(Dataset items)
+++

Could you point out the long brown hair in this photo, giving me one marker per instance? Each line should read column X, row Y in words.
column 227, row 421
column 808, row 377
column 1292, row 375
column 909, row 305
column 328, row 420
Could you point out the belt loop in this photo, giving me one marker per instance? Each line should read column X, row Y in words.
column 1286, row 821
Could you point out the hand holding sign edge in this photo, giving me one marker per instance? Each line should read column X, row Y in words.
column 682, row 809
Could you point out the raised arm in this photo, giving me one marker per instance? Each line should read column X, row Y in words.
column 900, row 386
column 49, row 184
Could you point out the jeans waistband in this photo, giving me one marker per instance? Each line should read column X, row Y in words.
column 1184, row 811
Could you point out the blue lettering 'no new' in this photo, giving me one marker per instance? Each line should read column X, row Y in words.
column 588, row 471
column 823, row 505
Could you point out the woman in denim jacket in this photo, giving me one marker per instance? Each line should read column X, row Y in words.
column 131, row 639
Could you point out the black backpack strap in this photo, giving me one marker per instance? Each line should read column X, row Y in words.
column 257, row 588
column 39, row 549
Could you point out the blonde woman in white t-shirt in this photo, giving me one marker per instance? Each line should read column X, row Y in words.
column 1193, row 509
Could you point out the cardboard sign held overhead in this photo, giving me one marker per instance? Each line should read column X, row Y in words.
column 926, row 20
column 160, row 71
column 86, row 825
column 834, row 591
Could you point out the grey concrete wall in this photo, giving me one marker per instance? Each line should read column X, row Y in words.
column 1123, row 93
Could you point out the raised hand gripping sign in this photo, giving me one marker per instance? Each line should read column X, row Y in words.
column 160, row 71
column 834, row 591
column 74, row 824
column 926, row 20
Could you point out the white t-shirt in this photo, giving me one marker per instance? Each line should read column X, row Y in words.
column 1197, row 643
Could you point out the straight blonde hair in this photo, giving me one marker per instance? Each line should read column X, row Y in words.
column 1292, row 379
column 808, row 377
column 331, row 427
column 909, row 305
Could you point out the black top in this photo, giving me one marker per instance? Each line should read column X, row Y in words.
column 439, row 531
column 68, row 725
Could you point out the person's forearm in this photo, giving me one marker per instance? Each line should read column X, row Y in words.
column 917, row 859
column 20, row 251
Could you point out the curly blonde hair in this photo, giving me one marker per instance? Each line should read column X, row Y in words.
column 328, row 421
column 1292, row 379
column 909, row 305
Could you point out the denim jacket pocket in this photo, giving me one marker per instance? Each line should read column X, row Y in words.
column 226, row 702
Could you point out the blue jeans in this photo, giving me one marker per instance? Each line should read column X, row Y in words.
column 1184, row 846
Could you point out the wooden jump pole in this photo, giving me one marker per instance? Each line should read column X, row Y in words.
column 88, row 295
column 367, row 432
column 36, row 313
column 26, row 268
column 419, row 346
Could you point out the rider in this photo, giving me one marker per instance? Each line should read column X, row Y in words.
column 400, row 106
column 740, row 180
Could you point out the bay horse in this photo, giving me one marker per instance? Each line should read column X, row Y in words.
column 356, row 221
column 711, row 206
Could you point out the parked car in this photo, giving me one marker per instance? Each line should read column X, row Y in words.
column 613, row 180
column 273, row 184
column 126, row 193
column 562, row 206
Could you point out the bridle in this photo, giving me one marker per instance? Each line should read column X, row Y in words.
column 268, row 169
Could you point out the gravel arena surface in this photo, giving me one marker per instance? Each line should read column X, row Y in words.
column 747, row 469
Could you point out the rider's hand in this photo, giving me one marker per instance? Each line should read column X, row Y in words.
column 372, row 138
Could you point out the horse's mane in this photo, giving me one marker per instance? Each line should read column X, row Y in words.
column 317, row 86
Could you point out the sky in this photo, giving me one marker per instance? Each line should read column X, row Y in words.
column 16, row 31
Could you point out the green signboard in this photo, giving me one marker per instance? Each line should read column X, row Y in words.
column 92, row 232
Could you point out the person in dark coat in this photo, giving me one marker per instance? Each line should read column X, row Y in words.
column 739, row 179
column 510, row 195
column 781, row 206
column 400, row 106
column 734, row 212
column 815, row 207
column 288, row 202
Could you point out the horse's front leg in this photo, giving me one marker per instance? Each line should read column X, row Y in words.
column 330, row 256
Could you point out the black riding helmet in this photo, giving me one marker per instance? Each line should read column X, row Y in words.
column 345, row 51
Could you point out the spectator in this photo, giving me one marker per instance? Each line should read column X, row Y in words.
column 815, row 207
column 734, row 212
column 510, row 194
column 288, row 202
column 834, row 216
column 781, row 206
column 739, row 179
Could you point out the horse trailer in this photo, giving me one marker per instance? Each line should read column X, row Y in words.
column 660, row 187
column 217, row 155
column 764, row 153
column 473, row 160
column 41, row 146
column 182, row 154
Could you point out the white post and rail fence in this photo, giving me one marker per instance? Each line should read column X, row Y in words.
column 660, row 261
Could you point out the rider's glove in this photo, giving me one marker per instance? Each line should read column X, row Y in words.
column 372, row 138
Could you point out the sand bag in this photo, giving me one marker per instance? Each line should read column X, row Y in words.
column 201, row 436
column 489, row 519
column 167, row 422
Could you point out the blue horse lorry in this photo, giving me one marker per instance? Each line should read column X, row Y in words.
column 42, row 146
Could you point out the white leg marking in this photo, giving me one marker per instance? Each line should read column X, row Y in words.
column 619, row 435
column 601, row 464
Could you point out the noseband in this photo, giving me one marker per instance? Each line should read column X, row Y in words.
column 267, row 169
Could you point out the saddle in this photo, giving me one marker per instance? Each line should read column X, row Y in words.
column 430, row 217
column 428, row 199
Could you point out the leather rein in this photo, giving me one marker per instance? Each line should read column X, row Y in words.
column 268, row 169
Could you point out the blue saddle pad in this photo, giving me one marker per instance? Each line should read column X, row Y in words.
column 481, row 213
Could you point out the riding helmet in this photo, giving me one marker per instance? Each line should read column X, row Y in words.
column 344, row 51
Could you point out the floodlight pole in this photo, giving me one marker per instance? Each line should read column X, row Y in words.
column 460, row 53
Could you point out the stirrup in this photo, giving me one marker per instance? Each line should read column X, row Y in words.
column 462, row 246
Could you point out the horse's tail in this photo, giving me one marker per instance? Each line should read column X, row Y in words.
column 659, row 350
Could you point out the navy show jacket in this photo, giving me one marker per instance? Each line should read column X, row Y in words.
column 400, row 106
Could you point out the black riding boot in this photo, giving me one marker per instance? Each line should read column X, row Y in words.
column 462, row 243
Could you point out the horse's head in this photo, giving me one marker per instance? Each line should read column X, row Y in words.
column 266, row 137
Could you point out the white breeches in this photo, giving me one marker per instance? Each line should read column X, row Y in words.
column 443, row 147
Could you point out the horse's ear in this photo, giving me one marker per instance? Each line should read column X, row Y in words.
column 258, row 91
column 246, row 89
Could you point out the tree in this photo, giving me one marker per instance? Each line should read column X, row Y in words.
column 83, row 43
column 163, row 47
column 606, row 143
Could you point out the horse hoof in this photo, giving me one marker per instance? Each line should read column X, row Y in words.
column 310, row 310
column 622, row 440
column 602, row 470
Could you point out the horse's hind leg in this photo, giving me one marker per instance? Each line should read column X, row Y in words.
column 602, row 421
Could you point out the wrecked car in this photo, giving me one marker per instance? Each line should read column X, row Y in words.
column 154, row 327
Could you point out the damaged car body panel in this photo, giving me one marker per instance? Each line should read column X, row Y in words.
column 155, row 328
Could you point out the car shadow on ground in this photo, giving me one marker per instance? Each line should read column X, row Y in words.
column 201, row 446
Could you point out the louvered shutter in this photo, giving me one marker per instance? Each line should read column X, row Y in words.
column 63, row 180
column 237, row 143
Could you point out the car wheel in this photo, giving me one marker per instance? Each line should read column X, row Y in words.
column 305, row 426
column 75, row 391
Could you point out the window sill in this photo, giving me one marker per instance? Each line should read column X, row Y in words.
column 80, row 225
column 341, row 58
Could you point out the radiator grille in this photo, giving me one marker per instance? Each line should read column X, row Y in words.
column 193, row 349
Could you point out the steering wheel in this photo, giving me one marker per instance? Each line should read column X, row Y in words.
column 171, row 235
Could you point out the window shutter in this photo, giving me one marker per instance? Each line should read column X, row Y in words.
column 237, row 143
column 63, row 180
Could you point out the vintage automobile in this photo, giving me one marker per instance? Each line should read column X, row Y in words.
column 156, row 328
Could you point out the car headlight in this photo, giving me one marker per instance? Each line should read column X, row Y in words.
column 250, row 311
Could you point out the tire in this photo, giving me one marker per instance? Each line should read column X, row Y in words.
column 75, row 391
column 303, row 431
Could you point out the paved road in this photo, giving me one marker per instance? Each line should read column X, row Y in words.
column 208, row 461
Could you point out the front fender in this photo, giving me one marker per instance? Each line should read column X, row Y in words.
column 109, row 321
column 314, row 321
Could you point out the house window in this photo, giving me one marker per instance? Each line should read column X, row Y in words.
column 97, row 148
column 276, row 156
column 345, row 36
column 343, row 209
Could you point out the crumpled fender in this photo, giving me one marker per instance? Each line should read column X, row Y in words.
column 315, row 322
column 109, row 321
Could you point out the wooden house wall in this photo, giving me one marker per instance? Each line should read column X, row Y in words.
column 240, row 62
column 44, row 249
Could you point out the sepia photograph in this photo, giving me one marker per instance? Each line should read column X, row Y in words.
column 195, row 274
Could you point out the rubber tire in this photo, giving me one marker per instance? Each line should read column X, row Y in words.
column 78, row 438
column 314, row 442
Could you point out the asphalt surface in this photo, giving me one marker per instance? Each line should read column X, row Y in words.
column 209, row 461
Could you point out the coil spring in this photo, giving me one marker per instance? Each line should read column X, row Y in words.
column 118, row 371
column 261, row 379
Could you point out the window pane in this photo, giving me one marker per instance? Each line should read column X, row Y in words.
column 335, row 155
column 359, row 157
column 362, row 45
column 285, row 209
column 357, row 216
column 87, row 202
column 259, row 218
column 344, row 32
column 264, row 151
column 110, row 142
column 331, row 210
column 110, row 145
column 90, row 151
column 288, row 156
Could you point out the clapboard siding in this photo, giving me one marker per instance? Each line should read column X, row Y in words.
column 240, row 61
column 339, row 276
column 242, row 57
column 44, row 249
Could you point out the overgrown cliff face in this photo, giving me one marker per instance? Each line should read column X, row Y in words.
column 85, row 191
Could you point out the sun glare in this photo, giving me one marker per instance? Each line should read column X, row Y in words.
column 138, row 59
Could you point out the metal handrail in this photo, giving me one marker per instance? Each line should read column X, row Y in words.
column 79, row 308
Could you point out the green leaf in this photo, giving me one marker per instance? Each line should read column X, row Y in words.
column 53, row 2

+++

• _PROBLEM DESCRIPTION_:
Respond with the exact lines running from the one that contains "Could you point out the overgrown" through the last line of the data above, and no other lines.

• _RESPONSE AREA_:
Could you point out the overgrown cliff face in this photo, giving me one marker per instance? Each line should read column X, row Y in words.
column 85, row 191
Could you point out the sun glare in this photo, giving me one marker per instance? Each line should read column X, row Y in words.
column 138, row 59
Could you point out the metal handrail in this photo, giving me one marker per instance? Each line should read column X, row Y in words.
column 79, row 308
Could you point out the green leaf in this photo, giving me one marker per instance? Each line should read column X, row Y in words.
column 53, row 2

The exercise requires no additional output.